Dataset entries
┌────────

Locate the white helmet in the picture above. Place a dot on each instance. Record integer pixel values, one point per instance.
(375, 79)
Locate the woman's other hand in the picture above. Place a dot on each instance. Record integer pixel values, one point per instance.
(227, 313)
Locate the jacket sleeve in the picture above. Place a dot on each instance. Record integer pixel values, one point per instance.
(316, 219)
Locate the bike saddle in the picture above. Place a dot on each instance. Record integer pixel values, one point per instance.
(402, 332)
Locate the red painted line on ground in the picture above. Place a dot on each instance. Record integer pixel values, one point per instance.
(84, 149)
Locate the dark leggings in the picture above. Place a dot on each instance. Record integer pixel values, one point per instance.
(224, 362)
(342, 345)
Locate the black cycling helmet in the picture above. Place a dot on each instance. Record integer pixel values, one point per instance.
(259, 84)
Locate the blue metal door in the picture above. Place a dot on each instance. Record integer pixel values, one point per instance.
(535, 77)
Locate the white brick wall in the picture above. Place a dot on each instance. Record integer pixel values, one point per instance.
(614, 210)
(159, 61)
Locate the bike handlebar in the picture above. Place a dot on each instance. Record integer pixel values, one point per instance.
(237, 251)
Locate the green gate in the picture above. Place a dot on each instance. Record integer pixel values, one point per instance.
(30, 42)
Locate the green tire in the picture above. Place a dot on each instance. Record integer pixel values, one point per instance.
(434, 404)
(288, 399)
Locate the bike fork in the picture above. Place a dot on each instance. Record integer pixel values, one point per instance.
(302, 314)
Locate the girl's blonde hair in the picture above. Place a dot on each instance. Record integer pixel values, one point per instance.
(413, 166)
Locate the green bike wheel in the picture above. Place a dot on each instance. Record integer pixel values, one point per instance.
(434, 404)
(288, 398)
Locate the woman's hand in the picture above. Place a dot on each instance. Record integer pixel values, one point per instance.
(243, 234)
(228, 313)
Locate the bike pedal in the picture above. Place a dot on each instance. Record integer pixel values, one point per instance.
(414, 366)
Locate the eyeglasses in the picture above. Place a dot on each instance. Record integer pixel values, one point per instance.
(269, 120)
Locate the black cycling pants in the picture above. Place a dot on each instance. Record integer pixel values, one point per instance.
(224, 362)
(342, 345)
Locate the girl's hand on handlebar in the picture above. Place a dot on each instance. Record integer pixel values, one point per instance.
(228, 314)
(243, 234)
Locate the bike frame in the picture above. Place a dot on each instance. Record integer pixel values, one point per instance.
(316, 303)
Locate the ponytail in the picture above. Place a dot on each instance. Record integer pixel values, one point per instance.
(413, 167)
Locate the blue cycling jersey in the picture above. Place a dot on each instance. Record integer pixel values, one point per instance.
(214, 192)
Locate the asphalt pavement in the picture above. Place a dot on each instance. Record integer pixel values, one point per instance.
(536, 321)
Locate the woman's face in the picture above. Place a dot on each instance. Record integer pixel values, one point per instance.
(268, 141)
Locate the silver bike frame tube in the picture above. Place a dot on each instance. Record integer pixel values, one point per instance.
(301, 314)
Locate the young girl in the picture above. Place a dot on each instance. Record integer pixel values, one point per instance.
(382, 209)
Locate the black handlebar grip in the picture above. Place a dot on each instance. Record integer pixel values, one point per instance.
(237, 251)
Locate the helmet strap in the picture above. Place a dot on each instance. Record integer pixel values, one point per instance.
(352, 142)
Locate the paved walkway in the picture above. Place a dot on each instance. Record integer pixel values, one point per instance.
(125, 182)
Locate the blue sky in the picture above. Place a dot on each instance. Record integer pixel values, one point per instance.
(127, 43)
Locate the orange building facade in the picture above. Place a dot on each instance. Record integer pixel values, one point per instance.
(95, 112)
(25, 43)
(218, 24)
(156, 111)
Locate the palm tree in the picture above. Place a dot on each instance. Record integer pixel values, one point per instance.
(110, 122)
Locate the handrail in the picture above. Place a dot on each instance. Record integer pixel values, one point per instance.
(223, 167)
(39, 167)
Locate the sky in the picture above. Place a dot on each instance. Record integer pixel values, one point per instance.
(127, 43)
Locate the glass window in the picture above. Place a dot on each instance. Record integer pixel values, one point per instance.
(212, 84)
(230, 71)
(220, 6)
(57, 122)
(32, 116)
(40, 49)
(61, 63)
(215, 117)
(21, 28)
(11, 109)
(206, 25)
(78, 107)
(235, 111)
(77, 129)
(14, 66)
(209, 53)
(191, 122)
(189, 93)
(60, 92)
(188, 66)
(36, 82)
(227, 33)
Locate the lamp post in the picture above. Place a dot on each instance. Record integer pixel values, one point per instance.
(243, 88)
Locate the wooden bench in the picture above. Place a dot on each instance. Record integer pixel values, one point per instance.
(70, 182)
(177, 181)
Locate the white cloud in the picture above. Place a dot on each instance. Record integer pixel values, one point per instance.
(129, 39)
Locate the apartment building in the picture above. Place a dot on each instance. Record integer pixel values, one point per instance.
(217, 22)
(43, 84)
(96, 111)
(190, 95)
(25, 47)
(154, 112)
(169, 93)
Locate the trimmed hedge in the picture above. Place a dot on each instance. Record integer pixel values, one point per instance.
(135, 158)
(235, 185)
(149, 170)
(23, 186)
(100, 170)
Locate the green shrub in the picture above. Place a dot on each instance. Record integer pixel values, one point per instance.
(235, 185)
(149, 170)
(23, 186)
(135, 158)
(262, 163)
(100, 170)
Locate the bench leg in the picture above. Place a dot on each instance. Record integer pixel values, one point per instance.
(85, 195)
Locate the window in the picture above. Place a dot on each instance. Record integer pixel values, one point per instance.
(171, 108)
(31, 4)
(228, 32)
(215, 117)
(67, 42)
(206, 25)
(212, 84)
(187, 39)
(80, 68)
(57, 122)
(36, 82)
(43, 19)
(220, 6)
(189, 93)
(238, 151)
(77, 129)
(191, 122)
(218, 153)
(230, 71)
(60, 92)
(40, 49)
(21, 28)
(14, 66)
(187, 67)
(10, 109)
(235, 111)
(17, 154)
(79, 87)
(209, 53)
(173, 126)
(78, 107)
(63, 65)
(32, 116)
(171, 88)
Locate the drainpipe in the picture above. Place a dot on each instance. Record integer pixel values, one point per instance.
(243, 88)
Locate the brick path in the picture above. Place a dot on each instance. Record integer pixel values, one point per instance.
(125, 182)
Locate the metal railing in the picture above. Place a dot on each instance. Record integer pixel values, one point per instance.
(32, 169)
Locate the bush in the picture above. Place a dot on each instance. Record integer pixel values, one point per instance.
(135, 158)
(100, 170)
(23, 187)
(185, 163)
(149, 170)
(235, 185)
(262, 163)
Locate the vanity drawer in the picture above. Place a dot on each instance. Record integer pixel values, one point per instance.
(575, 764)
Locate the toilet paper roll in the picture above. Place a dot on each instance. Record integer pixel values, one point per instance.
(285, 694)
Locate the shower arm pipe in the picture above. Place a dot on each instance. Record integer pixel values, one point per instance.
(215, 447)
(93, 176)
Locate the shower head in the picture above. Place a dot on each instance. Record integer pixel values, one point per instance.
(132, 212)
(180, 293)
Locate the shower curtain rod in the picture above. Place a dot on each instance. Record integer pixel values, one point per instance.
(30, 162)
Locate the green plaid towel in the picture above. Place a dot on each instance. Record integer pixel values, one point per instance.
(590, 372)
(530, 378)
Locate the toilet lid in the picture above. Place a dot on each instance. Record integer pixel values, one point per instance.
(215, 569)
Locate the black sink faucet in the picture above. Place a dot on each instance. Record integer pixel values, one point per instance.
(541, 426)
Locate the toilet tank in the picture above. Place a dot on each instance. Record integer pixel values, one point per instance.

└────────

§ Work task: Copy the entries exactly as they appear.

§ Exercise output:
Locate the white helmet in the picture above. Place a dot on each instance. Record integer pixel values, one point per instance.
(375, 79)
Locate the woman's other hand in the picture above. Place a dot on each instance. Record integer pixel values, one point per instance.
(227, 313)
Locate the jacket sleeve in the picture above. Place a dot on each instance. Record integer pixel values, one point per instance.
(316, 219)
Locate the bike saddle in the picture above. Place a dot on each instance. Record integer pixel values, one point per instance.
(402, 332)
Locate the red painted line on ground in the picture above. Place a dot on each instance. Record integer pixel values, one point per instance.
(84, 149)
Locate the dark leggings in the picture above. Place a dot on each instance. Record integer pixel values, one point per instance.
(224, 362)
(342, 345)
Locate the black cycling helmet in the picture above. Place a dot on each instance. Record integer pixel values, one point per instance.
(259, 84)
Locate the blue metal door in the picture above. Place a dot on each instance. Record integer pixel values, one point per instance.
(535, 77)
Locate the white brick wall in the picture above. Place a dot on each instance. Record integer pixel values, one point per instance.
(614, 210)
(159, 61)
Locate the bike handlebar in the picture above. Place a dot on each instance. Record integer pixel values, one point per instance.
(237, 251)
Locate the green gate in the picture above. Place a dot on each instance. Record integer pixel values, one point per instance.
(30, 42)
Locate the green tire in the picture above. Place a dot on each instance. Record integer pixel values, one point per instance.
(434, 404)
(288, 399)
Locate the bike fork in the picture above. Place a dot on each instance. Record integer pixel values, one point per instance.
(302, 314)
Locate the girl's blonde hair in the picture above. Place a dot on each instance. Record integer pixel values, one point per instance.
(413, 166)
Locate the green bike wheel in the picture above. Place a dot on each instance. Record integer pixel values, one point per instance.
(434, 404)
(288, 398)
Locate the woman's hand in the picture above. Place a dot on each instance. Record integer pixel values, one point per instance.
(243, 234)
(228, 313)
Locate the bike pedal in the picture above. Place a dot on each instance. Record integer pixel values, one point per instance.
(414, 366)
Locate the eyeglasses in the picture above. Place a dot on each instance. Record integer pixel values, one point per instance.
(269, 120)
Locate the black cycling pants in the picture above. Place a dot on each instance. Record integer pixel values, one point per instance.
(224, 362)
(342, 345)
Locate the girl's hand on handlebar in the picture above. Place a dot on each instance. Record integer pixel values, one point per instance.
(228, 314)
(243, 234)
Locate the bike frame in the picture above. Place a dot on each instance. Record integer pixel values, one point per instance.
(316, 303)
Locate the ponytail in the picture above. Place a dot on each instance. Record integer pixel values, one point per instance.
(413, 167)
Locate the blue cycling jersey in the picture above. Place a dot on each instance. Record integer pixel values, one point per instance.
(214, 192)
Locate the asphalt pavement in the picture above. Place a dot on each instance. Record integer pixel values, one point per instance.
(536, 321)
Locate the woman's face in the picture above. Place a dot on each instance. Record integer pixel values, one point per instance.
(268, 141)
Locate the silver bike frame tube in the picture above. Place a dot on each instance. Record integer pixel values, one point per instance.
(301, 314)
Locate the young girl in the picture above. Place a dot on each instance. Record integer pixel values, one point per instance.
(382, 209)
Locate the black handlebar grip in the picture above. Place a dot on each instance. Record integer pixel values, one point per instance.
(237, 251)
Locate the helmet strap in the picture above. Place a dot on each instance. Record integer pixel values, one point per instance.
(352, 142)
Locate the paved walkway in the picture above. Place a dot on each instance. Record integer pixel values, one point per instance.
(125, 182)
Locate the blue sky in the picture above. Place a dot on each instance. Record integer pixel values, one point per instance.
(127, 43)
Locate the orange building facade in the picture above. Place a dot on each instance. Record integer pixel values, one point per instance.
(95, 112)
(25, 43)
(218, 24)
(156, 111)
Locate the palm tree in the picture above. Place a dot on each instance. Record integer pixel values, one point per instance.
(110, 122)
Locate the handrail in the picture above. Place a dot on each instance. Record integer pixel values, one point per instance.
(223, 167)
(39, 167)
Locate the sky in the picture above. Place a dot on each instance. Record integer pixel values, one point per instance.
(127, 43)
Locate the glass window in the picture above. Place a dot on each instance. Record integer pixel values, one point per instance.
(212, 84)
(230, 71)
(220, 6)
(57, 122)
(32, 116)
(40, 49)
(61, 63)
(215, 117)
(21, 28)
(11, 109)
(206, 25)
(78, 107)
(235, 111)
(77, 129)
(14, 66)
(209, 53)
(191, 122)
(189, 93)
(60, 92)
(188, 66)
(36, 82)
(227, 33)
Locate the lamp post in the picture above. Place a dot on each instance. Record integer pixel values, one point per instance.
(243, 88)
Locate the wooden bench in the picture above. Place a dot on each instance. Record integer pixel values, one point per instance.
(70, 182)
(177, 181)
Locate the white cloud in the picture above. Place a dot on each instance. Record integer pixel values, one point per instance.
(129, 39)
Locate the apartment building in the picture above. Place a dot on each instance. Record integer pixel values, one point per instance.
(217, 22)
(43, 84)
(96, 111)
(190, 95)
(25, 47)
(154, 112)
(169, 93)
Locate the trimmed hedge in the picture above. Place a dot on each instance. Record integer pixel values, one point per instance.
(135, 158)
(235, 185)
(149, 170)
(23, 186)
(100, 170)
Locate the green shrub in the picture above. Place a dot on each instance. Record integer pixel values, one point per instance.
(235, 185)
(149, 170)
(23, 186)
(135, 158)
(262, 163)
(100, 170)
Locate the bench leg in the picture above. Place a dot on each instance. Record integer pixel values, one point per instance.
(85, 195)
Locate the window in the picture above. Place a dot on each instance. Record integer pixel values, one point per instance.
(171, 108)
(31, 4)
(228, 32)
(215, 117)
(67, 42)
(206, 25)
(212, 84)
(187, 39)
(80, 68)
(57, 122)
(36, 82)
(43, 19)
(220, 6)
(189, 93)
(238, 151)
(77, 129)
(191, 122)
(218, 153)
(230, 71)
(60, 92)
(40, 49)
(21, 28)
(14, 66)
(187, 67)
(10, 109)
(235, 111)
(17, 154)
(79, 87)
(209, 53)
(173, 126)
(78, 107)
(63, 65)
(32, 116)
(171, 88)
Locate the drainpipe in the picture above. Place a dot on each instance. Record integer pixel values, one point per instance.
(243, 88)
Locate the brick path in the picture above. Place a dot on each instance. Record integer pixel values, one point per instance.
(125, 182)
Locate the metal railing in the picture above. Place a dot on each instance. Record integer pixel values, one point per instance.
(32, 169)
Locate the bush in the picture above. Place a dot on each instance. Record integer pixel values, one point per instance.
(135, 158)
(100, 170)
(23, 187)
(185, 163)
(149, 170)
(235, 185)
(262, 163)
Locate the vanity drawer in the picture above. Place a dot on each instance. Record integer pixel values, one point per instance.
(575, 764)
Locate the toilet paper roll in the picture above. Place a dot on each instance. Record integer pixel values, one point per instance.
(285, 694)
Locate the shower arm pipe in the picture above. Place a dot on each instance. Record integer pixel values, one point per instance.
(215, 447)
(93, 176)
Locate the shower head in the picture above. Place a dot on each instance. Record integer pixel values, one point per instance.
(132, 212)
(180, 293)
Locate the shower curtain rod in the picture above. Place a dot on each instance. Record integer pixel values, one point per instance.
(30, 162)
Locate the green plaid towel in the picture above. Place a dot on each instance. Record integer pixel values, one point per instance.
(590, 372)
(530, 378)
Locate the toilet lid in the picture above. Place a dot on each instance. Record integer pixel values, one point per instance.
(215, 569)
Locate the black sink faucet in the picture above. Place a dot on each instance. Record integer pixel values, one point per instance.
(541, 426)
Locate the toilet tank in the picture above. Place a dot on each instance. Record integer pixel values, one point per instance.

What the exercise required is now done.